> [Brano da leggere]
....
18/06/2024 -  Saša DragojloAvi Scharf

(Originariamente pubblicato da BIRN , il 10 giugno 2024)

Poco dopo le 14.00 dello scorso 5 febbraio, osservando il cielo nei pressi dell’aeroporto di Belgrado, un appassionato di velivoli ha notato un aereo “raro” che si stava preparando ad atterrare.

“Oggi all’aeroporto di Belgrado ho avuto il piacere di filmare questo magnifico uccello classico!”, ha scritto l’uomo in fondo al video pubblicato sul suo canale YouTube, spiegando che si trattava di un Boeing 707-300.

Poche ore dopo, precisamente alle 18.04, l’aereo, numero di serie 272, appartenente all’esercito israeliano, è decollato dall’aeroporto di Belgrado. Dall’analisi di alcuni siti per il tracciamento dei voli è emerso che l’aereo era diretto alla base militare di Nevatim, nelle immediate vicinanze della città di Be’er Sheva, nel sud est di Israele.

Stando ai dati doganali a cui i giornalisti di BIRN hanno avuto accesso, nel febbraio di quest’anno Yugoimport-SDPR – la principale azienda serba, di proprietà dello stato, che si occupa di importazione ed esportazione di armamenti – ha esportato in Israele armi per un valore complessivo di 510mila euro.

Mentre il velivolo israeliano era fermo in pista all’aeroporto di Belgrado, Philippe Lazzarini, commissario generale dell’Agenzia delle Nazioni Unite per i rifugiati palestinesi in Medio Oriente (UNRWA), ha scritto su X che, in quattro mesi di guerra, il bilancio delle vittime a Gaza ha sfiorato quota centomila (tra morti, feriti e dispersi), aggiungendo che oltre l’80% degli abitanti di Gaza è stato costretto ad abbandonare la propria casa.

Un’inchiesta condotta da BIRN e Haaretz dimostra che quello del 5 febbraio è uno dei sei voli che hanno coinciso con l’invio di armi serbe a Israele dall’ottobre 2023 quando – stando alle stime del quotidiano israeliano – il movimento militante Hamas, in un attacco senza precedenti contro Israele, ha ucciso 1.175 persone, prendendo 252 ostaggi. Stando ai dati diffusi dall’Ufficio dell’Onu per il coordinamento degli aiuti umanitari, almeno 36mila palestinesi sono stati uccisi dall’inizio della rappresaglia israeliana nella Striscia di Gaza.
....
> [Dati dell'esercizio]

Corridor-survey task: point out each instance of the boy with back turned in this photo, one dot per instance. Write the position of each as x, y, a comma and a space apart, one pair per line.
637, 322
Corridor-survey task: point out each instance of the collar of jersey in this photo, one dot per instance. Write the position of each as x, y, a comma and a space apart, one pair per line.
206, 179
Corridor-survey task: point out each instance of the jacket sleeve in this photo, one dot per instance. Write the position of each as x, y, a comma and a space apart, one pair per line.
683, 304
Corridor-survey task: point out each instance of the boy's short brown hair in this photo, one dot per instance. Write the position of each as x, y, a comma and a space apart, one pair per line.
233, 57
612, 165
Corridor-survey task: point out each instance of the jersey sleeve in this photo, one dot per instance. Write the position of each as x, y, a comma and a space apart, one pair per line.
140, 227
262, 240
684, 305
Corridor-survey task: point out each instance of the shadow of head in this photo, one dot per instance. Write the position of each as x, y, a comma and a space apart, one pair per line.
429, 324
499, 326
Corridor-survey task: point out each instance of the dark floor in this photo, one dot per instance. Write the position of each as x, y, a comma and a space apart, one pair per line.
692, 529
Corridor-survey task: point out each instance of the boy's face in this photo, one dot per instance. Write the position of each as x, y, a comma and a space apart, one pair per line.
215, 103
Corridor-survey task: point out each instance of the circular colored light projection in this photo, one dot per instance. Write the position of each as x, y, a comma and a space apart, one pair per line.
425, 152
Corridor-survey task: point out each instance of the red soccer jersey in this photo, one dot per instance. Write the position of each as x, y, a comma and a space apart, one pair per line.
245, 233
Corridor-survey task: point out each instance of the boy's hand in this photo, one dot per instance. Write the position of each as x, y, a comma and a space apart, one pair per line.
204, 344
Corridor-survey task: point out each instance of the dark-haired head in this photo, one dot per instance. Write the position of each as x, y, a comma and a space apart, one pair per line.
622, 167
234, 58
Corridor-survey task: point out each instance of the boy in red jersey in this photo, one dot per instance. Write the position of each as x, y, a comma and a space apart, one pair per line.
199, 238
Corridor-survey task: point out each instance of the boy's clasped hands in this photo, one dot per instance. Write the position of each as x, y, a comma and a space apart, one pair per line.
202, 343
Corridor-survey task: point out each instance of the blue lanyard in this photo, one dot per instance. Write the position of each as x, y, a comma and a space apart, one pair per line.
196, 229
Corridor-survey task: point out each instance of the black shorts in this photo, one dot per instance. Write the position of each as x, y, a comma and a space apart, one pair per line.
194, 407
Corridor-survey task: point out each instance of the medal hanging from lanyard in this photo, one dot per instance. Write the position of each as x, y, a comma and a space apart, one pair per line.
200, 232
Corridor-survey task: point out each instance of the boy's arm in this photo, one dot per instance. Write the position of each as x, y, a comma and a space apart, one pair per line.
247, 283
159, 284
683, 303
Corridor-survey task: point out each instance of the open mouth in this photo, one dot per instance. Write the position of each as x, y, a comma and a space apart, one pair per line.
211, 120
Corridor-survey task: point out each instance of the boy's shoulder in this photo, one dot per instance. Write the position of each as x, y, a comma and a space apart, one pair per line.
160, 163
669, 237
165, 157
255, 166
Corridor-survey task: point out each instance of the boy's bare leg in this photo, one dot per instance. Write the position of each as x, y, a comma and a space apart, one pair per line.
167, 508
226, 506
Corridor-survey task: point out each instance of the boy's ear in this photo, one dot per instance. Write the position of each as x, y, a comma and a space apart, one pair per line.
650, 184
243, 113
....
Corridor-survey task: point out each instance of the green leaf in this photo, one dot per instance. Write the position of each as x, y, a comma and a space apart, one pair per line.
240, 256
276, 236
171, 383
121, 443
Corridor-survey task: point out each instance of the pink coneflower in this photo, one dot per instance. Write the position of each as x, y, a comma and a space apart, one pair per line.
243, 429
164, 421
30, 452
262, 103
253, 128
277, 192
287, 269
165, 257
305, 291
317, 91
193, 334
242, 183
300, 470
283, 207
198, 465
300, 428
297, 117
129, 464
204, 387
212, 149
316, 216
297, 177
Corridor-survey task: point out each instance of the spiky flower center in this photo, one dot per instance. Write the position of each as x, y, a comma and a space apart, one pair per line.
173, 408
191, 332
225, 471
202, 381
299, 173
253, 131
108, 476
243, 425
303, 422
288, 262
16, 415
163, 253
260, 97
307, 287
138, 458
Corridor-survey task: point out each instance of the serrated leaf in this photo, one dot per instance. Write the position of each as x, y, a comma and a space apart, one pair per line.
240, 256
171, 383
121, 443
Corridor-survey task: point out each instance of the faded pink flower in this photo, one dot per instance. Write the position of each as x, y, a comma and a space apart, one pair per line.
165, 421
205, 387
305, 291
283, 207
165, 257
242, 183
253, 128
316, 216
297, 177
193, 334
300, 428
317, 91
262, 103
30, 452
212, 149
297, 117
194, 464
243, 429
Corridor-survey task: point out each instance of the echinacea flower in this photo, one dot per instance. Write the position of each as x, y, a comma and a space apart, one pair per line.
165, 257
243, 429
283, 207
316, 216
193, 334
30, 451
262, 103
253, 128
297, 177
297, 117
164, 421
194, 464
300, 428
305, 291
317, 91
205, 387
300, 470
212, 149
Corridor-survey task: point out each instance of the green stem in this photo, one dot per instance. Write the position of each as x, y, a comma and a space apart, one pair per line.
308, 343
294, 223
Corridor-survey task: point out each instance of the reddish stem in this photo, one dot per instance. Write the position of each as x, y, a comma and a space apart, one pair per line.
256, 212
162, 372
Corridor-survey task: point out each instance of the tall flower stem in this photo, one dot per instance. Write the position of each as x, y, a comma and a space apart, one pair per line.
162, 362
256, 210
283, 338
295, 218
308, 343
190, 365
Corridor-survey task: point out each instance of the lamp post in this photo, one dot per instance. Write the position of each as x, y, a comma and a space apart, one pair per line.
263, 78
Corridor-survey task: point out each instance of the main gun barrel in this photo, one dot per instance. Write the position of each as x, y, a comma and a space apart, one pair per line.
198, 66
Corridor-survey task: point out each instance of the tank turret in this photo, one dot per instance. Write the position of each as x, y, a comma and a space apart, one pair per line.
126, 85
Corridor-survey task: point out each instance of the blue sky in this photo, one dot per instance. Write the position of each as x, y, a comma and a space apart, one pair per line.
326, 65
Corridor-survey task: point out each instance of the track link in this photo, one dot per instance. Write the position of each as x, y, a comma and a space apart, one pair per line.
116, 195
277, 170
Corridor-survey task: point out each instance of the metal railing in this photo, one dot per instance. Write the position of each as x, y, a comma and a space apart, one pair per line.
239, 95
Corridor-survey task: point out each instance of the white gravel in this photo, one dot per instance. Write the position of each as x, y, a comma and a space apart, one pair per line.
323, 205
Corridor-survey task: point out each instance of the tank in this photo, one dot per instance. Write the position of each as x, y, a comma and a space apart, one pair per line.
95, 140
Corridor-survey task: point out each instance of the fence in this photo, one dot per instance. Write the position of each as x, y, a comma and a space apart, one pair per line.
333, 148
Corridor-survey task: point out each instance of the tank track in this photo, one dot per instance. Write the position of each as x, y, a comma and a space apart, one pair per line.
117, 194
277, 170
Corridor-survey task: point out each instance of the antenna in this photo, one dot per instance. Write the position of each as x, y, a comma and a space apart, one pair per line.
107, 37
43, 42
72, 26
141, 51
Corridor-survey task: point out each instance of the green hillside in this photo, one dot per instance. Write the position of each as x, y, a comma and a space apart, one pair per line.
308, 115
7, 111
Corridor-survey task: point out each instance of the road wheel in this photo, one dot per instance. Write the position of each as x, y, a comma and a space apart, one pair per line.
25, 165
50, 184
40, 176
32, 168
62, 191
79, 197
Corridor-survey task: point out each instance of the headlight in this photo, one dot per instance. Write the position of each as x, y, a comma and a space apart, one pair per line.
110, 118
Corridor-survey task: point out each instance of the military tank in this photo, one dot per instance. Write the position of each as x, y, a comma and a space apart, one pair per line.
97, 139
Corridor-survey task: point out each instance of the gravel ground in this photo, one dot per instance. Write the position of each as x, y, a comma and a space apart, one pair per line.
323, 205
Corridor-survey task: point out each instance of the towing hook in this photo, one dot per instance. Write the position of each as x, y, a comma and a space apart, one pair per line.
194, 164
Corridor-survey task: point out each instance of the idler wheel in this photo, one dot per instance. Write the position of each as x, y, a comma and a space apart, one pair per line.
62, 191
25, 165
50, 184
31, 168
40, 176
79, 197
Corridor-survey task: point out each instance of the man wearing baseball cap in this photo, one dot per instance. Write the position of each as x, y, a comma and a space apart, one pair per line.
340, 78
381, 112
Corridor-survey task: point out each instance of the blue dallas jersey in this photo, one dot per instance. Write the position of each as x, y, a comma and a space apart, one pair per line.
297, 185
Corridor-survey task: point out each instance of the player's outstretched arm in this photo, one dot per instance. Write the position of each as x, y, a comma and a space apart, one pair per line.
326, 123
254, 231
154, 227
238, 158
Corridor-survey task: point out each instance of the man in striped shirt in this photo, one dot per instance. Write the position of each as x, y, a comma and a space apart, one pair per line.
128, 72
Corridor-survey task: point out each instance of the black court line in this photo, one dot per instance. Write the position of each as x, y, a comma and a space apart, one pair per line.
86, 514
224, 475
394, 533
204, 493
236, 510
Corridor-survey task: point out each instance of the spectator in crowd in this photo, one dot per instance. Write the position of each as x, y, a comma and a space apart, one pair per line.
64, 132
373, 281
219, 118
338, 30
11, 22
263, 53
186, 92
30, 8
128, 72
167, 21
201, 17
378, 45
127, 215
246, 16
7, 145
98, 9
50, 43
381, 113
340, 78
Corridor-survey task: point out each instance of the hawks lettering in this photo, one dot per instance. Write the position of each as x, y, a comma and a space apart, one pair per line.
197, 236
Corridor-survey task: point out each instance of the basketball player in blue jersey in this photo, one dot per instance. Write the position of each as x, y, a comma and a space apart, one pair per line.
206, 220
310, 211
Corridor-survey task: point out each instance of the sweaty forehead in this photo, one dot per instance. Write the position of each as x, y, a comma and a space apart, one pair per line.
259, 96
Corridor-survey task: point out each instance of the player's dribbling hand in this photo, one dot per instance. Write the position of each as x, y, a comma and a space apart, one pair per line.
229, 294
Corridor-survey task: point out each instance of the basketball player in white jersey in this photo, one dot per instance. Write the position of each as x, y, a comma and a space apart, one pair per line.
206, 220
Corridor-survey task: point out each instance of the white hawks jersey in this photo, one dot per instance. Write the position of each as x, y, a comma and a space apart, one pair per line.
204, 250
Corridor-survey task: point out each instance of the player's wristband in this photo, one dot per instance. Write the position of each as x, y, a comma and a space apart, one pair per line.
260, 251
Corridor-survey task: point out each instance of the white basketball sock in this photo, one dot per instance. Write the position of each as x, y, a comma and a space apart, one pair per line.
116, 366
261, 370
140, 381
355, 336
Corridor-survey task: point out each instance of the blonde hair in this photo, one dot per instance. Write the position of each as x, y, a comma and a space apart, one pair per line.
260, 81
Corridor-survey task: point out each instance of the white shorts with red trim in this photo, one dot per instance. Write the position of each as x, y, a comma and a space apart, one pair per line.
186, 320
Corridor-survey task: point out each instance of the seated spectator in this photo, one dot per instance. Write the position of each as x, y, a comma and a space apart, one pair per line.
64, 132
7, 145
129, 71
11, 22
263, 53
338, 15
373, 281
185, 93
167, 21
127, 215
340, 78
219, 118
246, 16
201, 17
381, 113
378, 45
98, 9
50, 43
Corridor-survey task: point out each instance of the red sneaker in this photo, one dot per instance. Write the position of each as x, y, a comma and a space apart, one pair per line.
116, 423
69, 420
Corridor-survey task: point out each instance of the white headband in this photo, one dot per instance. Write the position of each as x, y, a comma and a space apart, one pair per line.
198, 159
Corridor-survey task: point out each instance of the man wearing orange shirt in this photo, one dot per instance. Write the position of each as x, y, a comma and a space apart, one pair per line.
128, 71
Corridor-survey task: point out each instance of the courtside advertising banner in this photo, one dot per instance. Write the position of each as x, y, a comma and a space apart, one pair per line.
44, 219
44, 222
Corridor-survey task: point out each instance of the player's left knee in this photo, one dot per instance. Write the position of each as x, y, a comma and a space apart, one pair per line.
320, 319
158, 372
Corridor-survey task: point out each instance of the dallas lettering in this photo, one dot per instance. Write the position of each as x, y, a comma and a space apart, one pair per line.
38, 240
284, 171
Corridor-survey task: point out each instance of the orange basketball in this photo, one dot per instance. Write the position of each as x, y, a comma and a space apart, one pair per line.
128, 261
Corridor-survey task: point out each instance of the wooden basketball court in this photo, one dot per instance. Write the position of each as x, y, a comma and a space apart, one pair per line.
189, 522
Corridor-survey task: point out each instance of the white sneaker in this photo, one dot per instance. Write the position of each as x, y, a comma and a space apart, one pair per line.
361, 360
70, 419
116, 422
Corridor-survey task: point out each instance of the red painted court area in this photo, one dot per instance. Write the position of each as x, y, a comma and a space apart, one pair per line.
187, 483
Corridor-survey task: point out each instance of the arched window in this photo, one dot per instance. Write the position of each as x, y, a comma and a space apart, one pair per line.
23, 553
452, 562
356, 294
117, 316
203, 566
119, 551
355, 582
....
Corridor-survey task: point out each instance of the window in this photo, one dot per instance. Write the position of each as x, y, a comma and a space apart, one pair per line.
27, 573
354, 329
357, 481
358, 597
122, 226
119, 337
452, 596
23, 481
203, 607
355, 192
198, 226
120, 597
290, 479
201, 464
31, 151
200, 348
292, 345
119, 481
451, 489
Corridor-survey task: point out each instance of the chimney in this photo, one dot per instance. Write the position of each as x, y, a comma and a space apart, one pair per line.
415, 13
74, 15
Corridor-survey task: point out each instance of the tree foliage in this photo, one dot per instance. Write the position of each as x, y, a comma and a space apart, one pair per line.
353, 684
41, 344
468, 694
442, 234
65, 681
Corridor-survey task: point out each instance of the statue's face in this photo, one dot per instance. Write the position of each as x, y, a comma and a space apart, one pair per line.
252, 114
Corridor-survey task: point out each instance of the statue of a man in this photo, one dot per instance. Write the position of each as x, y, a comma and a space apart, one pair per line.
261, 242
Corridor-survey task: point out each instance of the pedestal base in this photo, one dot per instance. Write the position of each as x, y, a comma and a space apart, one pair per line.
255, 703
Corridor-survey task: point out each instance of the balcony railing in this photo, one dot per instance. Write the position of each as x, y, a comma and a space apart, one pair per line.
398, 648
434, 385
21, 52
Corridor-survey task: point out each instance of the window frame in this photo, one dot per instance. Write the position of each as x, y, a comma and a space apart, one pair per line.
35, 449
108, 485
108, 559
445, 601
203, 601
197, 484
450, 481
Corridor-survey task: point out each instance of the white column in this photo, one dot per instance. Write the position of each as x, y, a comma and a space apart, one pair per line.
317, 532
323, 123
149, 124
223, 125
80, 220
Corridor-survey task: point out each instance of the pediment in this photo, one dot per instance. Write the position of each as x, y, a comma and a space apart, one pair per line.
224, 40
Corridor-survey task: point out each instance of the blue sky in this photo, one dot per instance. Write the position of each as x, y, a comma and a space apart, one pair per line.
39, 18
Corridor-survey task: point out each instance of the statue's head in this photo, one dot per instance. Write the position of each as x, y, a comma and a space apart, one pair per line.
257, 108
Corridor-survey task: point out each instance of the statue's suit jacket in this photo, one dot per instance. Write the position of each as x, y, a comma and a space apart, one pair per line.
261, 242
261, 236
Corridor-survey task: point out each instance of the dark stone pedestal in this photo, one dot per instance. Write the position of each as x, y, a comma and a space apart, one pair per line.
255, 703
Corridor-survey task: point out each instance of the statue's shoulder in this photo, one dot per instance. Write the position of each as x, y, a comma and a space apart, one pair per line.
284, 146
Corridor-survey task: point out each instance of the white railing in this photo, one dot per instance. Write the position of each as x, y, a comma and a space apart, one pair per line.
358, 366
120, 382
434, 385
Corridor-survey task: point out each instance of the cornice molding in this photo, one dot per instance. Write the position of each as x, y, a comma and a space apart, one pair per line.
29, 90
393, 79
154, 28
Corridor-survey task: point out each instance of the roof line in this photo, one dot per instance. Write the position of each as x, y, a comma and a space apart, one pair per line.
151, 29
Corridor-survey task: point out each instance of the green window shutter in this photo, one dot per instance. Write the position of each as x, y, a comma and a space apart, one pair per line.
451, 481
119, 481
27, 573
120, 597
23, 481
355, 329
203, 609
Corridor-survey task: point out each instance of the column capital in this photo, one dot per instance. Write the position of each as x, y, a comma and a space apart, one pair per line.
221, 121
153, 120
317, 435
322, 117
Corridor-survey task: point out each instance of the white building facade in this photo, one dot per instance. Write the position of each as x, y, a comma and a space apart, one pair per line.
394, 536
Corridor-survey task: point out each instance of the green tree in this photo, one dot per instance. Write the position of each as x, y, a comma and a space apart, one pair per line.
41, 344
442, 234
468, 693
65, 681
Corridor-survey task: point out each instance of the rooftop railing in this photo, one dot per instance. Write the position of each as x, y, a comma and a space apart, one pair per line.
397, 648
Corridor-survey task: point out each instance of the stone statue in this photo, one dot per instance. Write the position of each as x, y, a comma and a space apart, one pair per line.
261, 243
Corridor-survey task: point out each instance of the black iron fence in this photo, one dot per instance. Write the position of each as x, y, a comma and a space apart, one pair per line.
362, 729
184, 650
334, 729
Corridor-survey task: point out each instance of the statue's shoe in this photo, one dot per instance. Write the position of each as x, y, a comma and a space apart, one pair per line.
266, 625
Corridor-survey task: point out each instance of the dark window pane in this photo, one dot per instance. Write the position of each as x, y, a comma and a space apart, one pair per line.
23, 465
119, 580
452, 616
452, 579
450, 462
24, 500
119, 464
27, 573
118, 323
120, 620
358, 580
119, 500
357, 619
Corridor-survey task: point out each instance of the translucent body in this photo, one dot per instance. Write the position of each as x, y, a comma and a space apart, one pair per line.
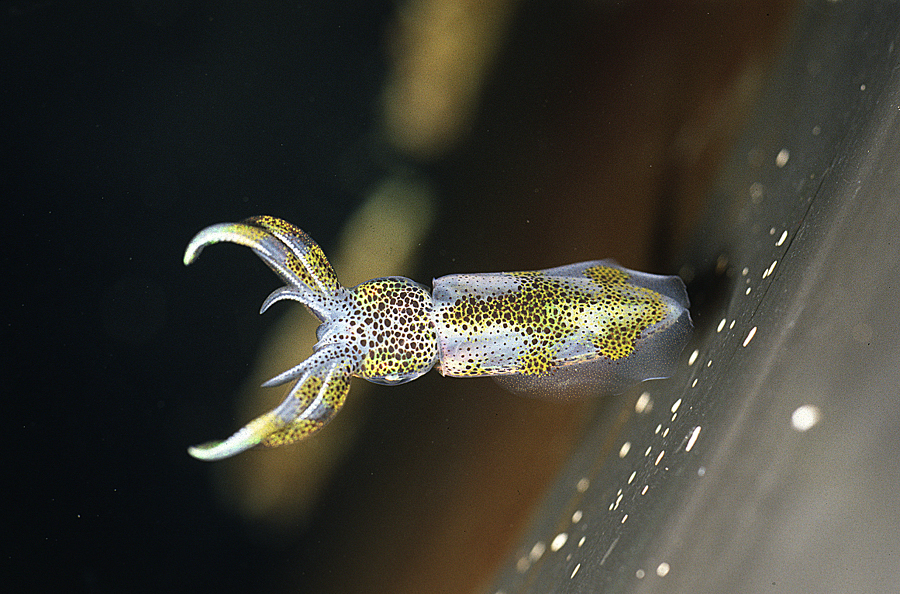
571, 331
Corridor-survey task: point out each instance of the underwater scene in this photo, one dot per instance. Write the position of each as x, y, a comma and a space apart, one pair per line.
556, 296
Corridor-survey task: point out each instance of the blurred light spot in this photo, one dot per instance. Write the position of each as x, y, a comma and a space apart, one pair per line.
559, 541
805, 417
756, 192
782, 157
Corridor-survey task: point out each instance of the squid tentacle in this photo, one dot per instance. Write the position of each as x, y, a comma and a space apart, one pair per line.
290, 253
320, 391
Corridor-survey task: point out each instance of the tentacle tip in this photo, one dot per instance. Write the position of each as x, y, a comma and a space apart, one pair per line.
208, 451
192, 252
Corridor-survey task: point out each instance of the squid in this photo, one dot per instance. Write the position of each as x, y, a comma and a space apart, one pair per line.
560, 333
....
> [Esercizio assegnato 1] Elenca tutte le organizzazioni, agenzie e testate giornalistiche che il brano sulle armi serbe inviate a Israele indica con un nome proprio, escludendo le piattaforme online.
> [Esercizio assegnato 2] Riporta ogni riga dei record che contiene la parola "blue".

> [Risultato 1]
BIRN
Yugoimport-SDPR
Agenzia delle Nazioni Unite per i rifugiati palestinesi in Medio Oriente (UNRWA)
Haaretz
Hamas
Ufficio dell'Onu per il coordinamento degli aiuti umanitari

> [Risultato 2]
Corridor-survey task: point out each instance of the blue lanyard in this photo, one dot per instance. Write the position of each as x, y, a comma and a space apart, one pair per line.
Corridor-survey task: point out each instance of the blue sky in this photo, one dot per instance. Write the position of each as x, y, a comma and a space apart, one pair per line.
Corridor-survey task: point out each instance of the blue dallas jersey in this photo, one dot per instance. Write the position of each as x, y, a comma and a space apart, one pair per line.
Corridor-survey task: point out each instance of the basketball player in blue jersey in this photo, one dot per instance. Write the position of each as x, y, a comma and a space apart, one pair per line.
Corridor-survey task: point out each instance of the blue sky in this photo, one dot per instance. Write the position of each as x, y, a comma and a space apart, one pair per line.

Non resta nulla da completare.